My most recent column for Justia’s Verdict, Part One in this series, began to look at issues raised by the Supreme Court’s recent decision to grant review in the Fisher v. University of Texas affirmative action case. There I discussed some of the ways in which both the so-called liberal and the so-called conservative Justices have come across as less than completely intellectually honest in many of the substantive votes they have cast on the constitutionality of race-based affirmative action, contributing to a mutual distrust among the groups of Justices on the subject. In the present column, I continue developing this theme of intellectual (in)consistency, this time focusing less on the outcomes that the Court or various of its Justices have reached, and more on the questions of how the Court should decide these cases—that is, what methodology should be used in these cases—and, indeed, whether the Court should have been willing to decide some of these cases at all.
The “How” Question: Why Has There Been No Sustained Discussion of the Use of Originalist Methodology in the Affirmative Action Cases?
For about a generation, the conservatives on the Court have been arguing for originalism, a particular approach to constitutional interpretation that seeks to understand and apply the text of the document as “intelligent and informed people of the time” of enactment would have. Justice Antonin Scalia, the American jurist most often associated with the development of originalism in recent American jurisprudence, has explained that originalism seeks to construe the Constitution’s text “reasonably, to contain all that it fairly means.” Under originalism, the meaning that counts is “the original meaning of the text”—”how the text of the Constitution was originally understood” by interpreters of the day.
Originalism in some form is a very attractive idea. Yet throughout the modern affirmative action cases over the last generation, the most conservative Justices have never really explained how their view that government cannot use race in any way whatsoever—that the Constitution is “color-blind,” so to speak—can be squared with the fact that the very same Congress that passed the Fourteenth Amendment did, in fact, use race-based programs to help African Americans.
Consider the Parents Involved ruling from 2007, which I discussed in Part One of this series, and which tested the validity of race-based pupil assignments employed to promote high school integration in Seattle and Kentucky. In that decision, Justice Breyer, in dissent, finally began to call out the color-blind-Constitution Justices on this point, reminding observers that the federal government, even in the Nineteenth Century, at times offered relief to all African Americans, and not just newly freed slaves. Justice Thomas, the most ardent color-blind-Constitution Justice and also a staunch proponent of Scalian originalism, had only this to say by way of response:
“The dissent half-heartedly attacks the historical underpinnings of the color-blind Constitution. . . . What the dissent fails to understand, however, is that the color-blind Constitution does not bar the government from taking measures to remedy past state-sponsored discrimination–indeed, it requires that such measures be taken in certain circumstances. Race-based government measures during the 1860’s and 1870’s to remedy state-enforced slavery were therefore not inconsistent with the color-blind Constitution.”

## Given task A
Answer these questions about the affirmative action column:
(i) In which case did the Supreme Court recently decide to grant review?
(ii) Which Justice is most often associated with the development of originalism in recent American jurisprudence?
(iii) Where were the race-based pupil assignments tested in the Parents Involved ruling employed?
## Given task B
Write the next part of the affirmative action column, picking up right after the quoted response from Justice Thomas.

## Supplied entries

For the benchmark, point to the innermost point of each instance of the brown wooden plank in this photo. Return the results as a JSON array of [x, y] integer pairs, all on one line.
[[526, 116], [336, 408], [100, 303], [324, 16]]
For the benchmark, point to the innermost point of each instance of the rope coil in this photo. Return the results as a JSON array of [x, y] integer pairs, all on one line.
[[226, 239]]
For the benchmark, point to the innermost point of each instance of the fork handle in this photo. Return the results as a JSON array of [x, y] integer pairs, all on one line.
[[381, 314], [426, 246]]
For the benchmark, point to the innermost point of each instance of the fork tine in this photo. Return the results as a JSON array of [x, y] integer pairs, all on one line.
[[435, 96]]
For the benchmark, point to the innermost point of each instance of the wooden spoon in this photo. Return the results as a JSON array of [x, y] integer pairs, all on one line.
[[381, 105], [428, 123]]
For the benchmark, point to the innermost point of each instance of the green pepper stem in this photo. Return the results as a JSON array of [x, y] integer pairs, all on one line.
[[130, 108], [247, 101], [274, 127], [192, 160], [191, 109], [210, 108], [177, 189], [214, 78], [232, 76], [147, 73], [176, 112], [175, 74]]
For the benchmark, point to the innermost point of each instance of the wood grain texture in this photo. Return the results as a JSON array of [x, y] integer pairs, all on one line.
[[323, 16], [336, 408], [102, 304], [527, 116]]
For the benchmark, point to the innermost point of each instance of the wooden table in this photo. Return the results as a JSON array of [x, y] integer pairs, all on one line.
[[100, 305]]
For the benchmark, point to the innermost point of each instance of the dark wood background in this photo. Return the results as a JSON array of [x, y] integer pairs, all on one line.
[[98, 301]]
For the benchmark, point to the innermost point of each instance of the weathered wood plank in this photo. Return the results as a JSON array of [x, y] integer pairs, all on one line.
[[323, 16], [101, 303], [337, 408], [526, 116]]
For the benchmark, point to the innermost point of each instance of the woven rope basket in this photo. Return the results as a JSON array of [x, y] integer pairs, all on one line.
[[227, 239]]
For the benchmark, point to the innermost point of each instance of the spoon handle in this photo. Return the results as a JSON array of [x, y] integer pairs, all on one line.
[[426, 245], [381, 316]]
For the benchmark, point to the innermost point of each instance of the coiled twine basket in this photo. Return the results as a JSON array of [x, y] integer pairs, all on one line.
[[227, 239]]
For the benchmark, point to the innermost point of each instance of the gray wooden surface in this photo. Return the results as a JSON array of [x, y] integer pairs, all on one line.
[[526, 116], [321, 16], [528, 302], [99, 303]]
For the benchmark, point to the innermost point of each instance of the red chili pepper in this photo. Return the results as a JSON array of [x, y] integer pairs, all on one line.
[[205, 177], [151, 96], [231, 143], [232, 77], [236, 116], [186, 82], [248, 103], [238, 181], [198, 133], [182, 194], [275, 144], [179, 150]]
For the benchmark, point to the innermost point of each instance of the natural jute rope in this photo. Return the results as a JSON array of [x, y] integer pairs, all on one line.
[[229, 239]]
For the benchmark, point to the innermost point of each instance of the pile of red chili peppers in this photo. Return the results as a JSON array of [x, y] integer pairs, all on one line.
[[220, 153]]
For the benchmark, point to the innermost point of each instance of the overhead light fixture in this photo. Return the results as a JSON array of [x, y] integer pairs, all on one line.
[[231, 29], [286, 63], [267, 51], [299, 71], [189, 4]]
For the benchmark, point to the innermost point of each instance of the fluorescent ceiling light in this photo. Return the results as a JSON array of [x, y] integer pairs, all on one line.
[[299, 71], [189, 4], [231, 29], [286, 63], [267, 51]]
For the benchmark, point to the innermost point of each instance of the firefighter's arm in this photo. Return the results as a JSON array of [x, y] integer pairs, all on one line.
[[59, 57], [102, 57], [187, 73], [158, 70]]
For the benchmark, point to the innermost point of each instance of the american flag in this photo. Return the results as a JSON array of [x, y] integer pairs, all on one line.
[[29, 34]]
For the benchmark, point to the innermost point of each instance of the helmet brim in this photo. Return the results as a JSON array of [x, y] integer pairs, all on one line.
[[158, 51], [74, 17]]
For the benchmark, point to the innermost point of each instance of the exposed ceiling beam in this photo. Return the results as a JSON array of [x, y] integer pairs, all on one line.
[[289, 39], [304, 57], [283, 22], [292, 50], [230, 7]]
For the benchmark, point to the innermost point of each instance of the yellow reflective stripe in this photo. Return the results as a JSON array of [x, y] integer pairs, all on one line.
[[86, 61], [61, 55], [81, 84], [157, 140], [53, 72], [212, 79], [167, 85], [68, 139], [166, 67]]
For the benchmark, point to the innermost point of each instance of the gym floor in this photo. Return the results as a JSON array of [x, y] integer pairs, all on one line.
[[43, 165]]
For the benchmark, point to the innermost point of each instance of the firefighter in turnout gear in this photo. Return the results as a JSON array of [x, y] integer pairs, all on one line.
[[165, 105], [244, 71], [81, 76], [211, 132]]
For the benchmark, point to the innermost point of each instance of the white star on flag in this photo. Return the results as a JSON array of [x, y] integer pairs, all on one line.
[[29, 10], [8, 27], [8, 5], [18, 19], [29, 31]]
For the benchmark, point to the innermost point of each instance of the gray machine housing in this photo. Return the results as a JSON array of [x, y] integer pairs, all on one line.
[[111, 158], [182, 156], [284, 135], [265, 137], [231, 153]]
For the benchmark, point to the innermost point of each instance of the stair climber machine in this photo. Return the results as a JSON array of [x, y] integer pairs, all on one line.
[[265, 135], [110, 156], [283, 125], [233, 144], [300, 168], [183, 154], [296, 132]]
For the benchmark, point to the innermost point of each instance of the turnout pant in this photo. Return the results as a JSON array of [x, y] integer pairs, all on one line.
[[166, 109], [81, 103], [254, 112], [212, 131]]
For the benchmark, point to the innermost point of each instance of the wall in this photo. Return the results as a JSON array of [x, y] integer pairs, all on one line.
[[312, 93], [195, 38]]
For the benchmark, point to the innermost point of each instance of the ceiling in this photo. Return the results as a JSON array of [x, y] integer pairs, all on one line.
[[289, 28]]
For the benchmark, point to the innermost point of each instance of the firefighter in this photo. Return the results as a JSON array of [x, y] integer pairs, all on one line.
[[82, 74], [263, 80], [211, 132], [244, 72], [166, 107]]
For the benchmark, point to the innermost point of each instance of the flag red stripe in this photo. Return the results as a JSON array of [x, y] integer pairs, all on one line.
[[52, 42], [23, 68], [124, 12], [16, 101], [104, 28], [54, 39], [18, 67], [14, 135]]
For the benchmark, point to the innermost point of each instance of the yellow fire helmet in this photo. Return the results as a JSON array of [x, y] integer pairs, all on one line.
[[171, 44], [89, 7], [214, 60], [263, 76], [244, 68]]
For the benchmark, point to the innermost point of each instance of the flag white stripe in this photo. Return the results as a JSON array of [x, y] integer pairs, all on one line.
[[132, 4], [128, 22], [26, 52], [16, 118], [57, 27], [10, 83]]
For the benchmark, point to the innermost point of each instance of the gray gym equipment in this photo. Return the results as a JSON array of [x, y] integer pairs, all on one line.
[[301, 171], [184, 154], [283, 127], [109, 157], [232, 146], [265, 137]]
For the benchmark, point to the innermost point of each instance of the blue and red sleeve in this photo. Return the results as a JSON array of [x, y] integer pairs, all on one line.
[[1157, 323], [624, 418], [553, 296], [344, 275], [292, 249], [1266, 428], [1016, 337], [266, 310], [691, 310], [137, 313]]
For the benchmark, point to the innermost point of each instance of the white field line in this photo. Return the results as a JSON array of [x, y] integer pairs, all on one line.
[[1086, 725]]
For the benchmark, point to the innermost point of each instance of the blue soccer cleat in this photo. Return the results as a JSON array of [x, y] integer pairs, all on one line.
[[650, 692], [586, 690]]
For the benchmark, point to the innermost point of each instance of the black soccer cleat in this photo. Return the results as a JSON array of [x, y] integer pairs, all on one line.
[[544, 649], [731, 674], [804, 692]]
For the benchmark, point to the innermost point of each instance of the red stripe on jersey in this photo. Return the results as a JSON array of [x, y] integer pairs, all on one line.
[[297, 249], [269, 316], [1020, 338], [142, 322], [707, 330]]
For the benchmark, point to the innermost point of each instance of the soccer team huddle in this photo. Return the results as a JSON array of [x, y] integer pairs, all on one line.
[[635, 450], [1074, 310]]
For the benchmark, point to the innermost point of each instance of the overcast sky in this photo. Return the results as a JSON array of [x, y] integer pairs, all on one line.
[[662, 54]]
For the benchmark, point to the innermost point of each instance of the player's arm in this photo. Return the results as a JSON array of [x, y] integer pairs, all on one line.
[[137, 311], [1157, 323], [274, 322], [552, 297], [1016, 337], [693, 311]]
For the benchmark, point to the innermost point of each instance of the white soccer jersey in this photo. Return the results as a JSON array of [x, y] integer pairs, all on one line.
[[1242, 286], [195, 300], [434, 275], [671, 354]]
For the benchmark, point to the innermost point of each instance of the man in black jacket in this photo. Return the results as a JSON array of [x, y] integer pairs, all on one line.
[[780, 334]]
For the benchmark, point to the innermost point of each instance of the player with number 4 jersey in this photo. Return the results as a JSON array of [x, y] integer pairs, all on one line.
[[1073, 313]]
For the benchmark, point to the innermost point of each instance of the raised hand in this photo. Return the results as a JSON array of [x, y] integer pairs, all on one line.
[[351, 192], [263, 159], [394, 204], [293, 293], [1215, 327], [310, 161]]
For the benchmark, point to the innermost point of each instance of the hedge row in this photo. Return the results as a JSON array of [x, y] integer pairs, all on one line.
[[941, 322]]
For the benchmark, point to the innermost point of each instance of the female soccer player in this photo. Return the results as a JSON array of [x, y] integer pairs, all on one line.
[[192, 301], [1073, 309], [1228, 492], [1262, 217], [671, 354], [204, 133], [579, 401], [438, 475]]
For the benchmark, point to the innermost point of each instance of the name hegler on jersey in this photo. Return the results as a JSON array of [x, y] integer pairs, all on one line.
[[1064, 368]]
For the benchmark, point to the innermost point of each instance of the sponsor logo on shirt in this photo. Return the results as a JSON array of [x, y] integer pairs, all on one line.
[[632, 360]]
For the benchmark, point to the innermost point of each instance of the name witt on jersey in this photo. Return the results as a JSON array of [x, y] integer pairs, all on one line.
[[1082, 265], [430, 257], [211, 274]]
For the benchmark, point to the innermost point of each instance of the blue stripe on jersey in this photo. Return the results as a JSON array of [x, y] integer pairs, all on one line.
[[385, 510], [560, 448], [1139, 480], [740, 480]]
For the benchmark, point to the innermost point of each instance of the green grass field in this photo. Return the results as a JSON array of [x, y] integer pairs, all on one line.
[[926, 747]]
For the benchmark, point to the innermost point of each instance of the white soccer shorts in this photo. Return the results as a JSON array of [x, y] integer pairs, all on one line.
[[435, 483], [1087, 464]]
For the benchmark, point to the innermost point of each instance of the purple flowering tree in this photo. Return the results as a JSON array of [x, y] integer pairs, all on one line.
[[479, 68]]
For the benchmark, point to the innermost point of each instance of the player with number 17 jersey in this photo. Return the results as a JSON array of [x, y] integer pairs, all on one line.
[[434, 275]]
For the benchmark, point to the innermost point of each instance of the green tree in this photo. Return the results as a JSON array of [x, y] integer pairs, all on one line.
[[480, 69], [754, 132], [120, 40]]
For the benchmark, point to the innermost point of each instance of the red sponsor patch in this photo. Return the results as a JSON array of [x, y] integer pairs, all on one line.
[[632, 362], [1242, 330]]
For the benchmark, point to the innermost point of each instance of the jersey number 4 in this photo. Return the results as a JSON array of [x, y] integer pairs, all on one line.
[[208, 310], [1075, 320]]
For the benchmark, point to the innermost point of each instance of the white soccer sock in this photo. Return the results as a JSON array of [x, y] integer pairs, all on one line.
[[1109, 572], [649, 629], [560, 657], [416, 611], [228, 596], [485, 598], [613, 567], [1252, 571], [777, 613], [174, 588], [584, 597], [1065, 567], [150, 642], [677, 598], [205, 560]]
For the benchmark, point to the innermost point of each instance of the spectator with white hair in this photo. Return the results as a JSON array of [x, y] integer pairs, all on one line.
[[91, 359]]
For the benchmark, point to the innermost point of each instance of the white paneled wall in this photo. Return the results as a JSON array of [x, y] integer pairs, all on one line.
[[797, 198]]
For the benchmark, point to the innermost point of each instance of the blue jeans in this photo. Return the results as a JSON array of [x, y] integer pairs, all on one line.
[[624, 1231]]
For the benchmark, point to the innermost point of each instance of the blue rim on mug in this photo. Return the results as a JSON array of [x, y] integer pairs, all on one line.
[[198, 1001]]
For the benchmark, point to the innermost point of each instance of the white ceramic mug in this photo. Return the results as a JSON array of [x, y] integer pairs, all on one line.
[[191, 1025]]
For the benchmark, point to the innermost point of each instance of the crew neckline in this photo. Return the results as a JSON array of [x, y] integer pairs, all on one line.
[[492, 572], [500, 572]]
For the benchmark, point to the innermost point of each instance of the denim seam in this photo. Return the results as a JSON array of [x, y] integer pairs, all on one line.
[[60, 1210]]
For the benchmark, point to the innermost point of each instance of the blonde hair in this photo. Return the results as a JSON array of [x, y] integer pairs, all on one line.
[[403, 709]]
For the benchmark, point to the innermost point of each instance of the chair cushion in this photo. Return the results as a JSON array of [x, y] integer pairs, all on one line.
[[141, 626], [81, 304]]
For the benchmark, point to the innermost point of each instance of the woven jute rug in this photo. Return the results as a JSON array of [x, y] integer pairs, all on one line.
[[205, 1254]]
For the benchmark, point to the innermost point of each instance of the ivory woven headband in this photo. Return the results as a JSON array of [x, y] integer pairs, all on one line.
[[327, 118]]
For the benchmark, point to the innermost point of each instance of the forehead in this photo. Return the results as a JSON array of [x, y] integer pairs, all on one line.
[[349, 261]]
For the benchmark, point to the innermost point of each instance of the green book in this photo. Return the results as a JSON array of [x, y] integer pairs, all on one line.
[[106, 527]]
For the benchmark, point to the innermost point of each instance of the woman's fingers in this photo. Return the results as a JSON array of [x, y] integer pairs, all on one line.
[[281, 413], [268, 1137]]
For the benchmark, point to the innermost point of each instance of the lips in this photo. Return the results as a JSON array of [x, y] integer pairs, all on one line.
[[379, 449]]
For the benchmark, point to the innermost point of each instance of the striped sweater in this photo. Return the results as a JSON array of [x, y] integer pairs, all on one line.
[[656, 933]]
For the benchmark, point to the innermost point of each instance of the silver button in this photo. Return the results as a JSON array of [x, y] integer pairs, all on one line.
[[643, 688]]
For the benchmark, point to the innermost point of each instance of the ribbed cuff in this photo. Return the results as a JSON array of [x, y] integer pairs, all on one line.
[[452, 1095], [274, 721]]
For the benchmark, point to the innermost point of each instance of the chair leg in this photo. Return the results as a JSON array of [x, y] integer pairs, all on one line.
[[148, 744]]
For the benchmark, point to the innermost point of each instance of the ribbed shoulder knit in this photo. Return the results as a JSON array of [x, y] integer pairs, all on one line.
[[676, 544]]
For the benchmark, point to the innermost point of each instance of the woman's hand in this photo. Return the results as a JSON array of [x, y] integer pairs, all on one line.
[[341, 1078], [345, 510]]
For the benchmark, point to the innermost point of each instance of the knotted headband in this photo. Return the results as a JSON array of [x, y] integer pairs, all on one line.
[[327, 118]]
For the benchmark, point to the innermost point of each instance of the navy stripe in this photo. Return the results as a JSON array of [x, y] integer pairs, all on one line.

## Exercise answer A
(i) Fisher v. University of Texas
(ii) Justice Antonin Scalia
(iii) Seattle and Kentucky

## Exercise answer B
Justice Thomas’s comment here is, from what I can tell, the most elaborate explanation that originalists have offered about originalism and the “color-blind Constitution.” And it is far from enough. Why? Because the programs at issue in the 1800s extended beyond former slaves to other African Americans, and thus could not be easily characterized as surgically redressing slavery. And also because Justice Thomas does not address the fact that slavery was not illegal until 1866, when the adoption of the Thirteenth Amendment made it so. If the government has the authority to use race to rectify slavery (which was not illegal when maintained), why can’t the government as a more general matter use race to rectify racial problems (such as de facto segregation) that also go beyond past state lawlessness?
There may be plausible originalist responses to my questions, but it’s hard to know, because the color-blind-Constitution Justices simply haven’t made any. Indeed, they haven’t applied originalism to affirmative action at all. Nor have they explained why they haven’t.
The “Whether to Decide” Questions: Issues of Standing in Affirmative Action Cases
In the 1975 Supreme Court case of Warth v. Seldin, various individuals and organizations had sued the Town of Penfield, New York, alleging that the town’s zoning ordinance excluded persons of low and moderate income from living there, in violation of the plaintiffs’ rights under, among other provisions, the equal protection clause of the Fourteenth Amendment. The question of whether governmental discrimination, overt or tacit, against the poor (who also frequently happened to be persons of color) violated the Constitution was indeed a thorny one. But the Court determined that it didn’t need to reach that prickly issue, because none of the plaintiffs had standing to sue. (Standing is the right, based on the facts of one’s situation, to bring a particular case to court.)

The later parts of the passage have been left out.